▸ **READING PASSAGE**
------------
Let’s take a closer look at that which is inhuman. The machine is like a mother who gives birth to neither a son nor a daughter – but to a nameless and unknown creature. However, for the viewer interpreting this generative act, whose brain is wired to categorise and name things, the creature turns out to be quite intelligent and possibly even emotionally alive. The viewer, as the one who perceives the machine-born creature, must inevitably become its first interpreter and, therefore, – its father. He has an aversion to the inhuman – it troubles his brain and makes his temples ache. In the words of the poet Dmitry Garichev:
as the plank that was not broken, but only bent and unbent,
so did she hold it at her temple, but did not dare to explain herself.
It’s not that the mother-machine does not want to explain itself – it cannot. Therefore, the new-born creature aims at its father’s temple, twisting his brain. Unravelling this mental umbilical cord is the act of naming. Only by identifying with the machine and the partial erasure of his human nature does the viewer become the father. Only in this way is the genesis of the future civilisation possible after singularity.
Being unable to cope with this aching and alluring inhumanity, Adam abruptly loses in himself the qualities of the old world and becomes, unbeknown to himself, the subject of a new fusion. The artist implies that the meanings in the world after singularity are not so easy to distinguish in their manifestations from the meanings of the past, irretrievably lost as a result of the generative act of the machine: the sun still illuminates material forms, you still need to open the windows to air the gallery, but the viewer is no longer there, the machine has apprehended him, taken him for itself and under a new name included him in the metaverse. Like Eve from the rib and Dionysus from the thigh, the machine-born creature inevitably turns out to be a source of euphoria and temptation:
... we went along in brightly-lit and stuffy
buses without men, but that was as it should have been
Since there are no men in the brightly-lit bus, only the necessary creatures remain. Thus, besides them, there is no-one to name things. The meanings in such a post-singularity transport of life appear only when the New Adam lies with the neuron-generated Eve. The viewer, looking at Ivan Plusch’s works in the exhibition hall, becomes embroiled, without knowing it, in the process of writing a new Book of Genesis.
------------
[Dataset records]
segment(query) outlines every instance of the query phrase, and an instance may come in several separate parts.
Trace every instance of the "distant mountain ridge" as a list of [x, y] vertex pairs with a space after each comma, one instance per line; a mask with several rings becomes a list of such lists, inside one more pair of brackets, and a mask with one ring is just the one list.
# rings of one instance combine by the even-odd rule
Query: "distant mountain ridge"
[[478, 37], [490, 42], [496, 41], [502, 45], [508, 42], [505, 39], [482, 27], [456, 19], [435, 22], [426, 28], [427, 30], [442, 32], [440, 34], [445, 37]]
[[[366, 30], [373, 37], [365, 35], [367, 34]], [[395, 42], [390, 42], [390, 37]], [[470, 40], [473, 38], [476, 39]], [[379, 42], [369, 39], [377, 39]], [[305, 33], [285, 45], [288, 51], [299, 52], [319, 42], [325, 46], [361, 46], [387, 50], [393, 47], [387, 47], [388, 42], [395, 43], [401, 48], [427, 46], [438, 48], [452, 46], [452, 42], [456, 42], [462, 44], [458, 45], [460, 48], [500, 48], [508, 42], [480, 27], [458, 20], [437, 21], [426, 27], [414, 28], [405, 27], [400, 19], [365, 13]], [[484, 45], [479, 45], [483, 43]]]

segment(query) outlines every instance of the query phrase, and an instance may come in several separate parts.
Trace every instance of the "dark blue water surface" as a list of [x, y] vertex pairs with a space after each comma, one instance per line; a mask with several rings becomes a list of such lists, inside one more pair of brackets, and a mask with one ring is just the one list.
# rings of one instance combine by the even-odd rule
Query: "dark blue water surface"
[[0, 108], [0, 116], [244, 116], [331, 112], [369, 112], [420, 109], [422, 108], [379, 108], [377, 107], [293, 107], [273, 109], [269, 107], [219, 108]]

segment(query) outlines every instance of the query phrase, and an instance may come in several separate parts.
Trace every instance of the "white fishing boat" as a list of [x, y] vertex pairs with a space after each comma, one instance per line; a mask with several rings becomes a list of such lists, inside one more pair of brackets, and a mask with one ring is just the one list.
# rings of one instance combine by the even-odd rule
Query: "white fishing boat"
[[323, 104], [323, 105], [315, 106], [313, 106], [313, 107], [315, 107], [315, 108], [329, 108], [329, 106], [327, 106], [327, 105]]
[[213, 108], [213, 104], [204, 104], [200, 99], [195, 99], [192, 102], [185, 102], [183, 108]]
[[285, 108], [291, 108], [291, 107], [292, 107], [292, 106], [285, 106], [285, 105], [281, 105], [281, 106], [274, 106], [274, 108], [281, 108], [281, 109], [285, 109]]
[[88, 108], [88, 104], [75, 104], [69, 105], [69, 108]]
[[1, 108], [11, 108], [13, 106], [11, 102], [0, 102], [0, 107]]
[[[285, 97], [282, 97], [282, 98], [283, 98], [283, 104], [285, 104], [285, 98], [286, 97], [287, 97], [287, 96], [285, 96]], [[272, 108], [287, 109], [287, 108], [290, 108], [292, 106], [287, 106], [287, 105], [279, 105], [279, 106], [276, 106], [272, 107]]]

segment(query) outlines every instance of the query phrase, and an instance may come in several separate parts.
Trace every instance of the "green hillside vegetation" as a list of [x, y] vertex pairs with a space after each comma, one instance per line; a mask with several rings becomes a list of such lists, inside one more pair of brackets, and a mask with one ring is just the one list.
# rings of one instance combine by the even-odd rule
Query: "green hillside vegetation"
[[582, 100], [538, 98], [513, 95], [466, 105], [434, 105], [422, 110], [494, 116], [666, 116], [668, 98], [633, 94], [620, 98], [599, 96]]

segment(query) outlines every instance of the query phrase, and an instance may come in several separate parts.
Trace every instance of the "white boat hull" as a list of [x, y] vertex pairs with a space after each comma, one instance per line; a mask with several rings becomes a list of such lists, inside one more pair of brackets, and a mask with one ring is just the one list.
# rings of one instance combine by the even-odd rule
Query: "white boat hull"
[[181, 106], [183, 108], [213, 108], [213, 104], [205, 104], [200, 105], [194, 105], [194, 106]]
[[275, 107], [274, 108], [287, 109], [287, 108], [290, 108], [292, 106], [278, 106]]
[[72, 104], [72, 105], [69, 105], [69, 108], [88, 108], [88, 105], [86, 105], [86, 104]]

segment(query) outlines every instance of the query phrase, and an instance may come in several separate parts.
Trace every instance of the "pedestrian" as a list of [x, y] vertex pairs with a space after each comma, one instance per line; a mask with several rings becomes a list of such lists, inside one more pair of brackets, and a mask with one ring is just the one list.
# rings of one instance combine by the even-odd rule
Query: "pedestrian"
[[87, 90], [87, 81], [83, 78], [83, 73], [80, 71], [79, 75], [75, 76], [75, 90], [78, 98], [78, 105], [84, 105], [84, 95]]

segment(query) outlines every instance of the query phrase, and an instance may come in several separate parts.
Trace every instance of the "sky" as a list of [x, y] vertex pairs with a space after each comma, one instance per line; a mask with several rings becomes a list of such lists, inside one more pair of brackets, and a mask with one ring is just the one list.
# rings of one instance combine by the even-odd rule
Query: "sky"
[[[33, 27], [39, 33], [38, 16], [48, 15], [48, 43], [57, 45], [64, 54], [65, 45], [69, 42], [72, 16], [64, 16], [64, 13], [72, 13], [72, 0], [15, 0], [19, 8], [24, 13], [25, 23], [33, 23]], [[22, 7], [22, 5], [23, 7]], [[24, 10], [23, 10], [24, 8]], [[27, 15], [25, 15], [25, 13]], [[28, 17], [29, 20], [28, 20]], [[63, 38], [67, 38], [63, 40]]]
------------
▸ **TO DO**
1 - In the passage about the machine-born creature, whose works does the viewer look at in the exhibition hall?
2 - Resume the passage about the machine-born creature, picking up after its final sentence.

▸ **TASK RESPONSES**
1 - Ivan Plusch's.

2 -
- What should I call it? – the artist thought. – Well, anything you like. After all, no one knows who I am. Meaning: why am I here? Who am I anyway? Then it’s best to say it thus: “A book about a woman”. – Now, that’s something!” – the woman suddenly exclaimed in delight.1
1 The last paragraph was generated by the Yandex Balaboba neural network (https://yandex.ru/lab/yalm) based on the text above, written (to use a fashionable expression) by a protein author. Yandex warns, “The neural network does not know what it is saying and can say anything – in any case, do not be offended. When distributing the resulting texts, remember the responsibility entailed”. To the person who wrote the first part of the text it seems that the phrase “in any case” includes not only bewilderment from a somewhat unexpected change in style, but also from an equally sharp, albeit not apparent, difference in meaning between the preceding text and the machine-generated paragraph. This difference is intended to evoke in the reader the same feelings experienced by the viewer of Ivan Plusch’s works. However, the Yandex warning does not indicate whose responsibility it is. Is it the responsibility of the creator? The viewer? The reader? The machine itself?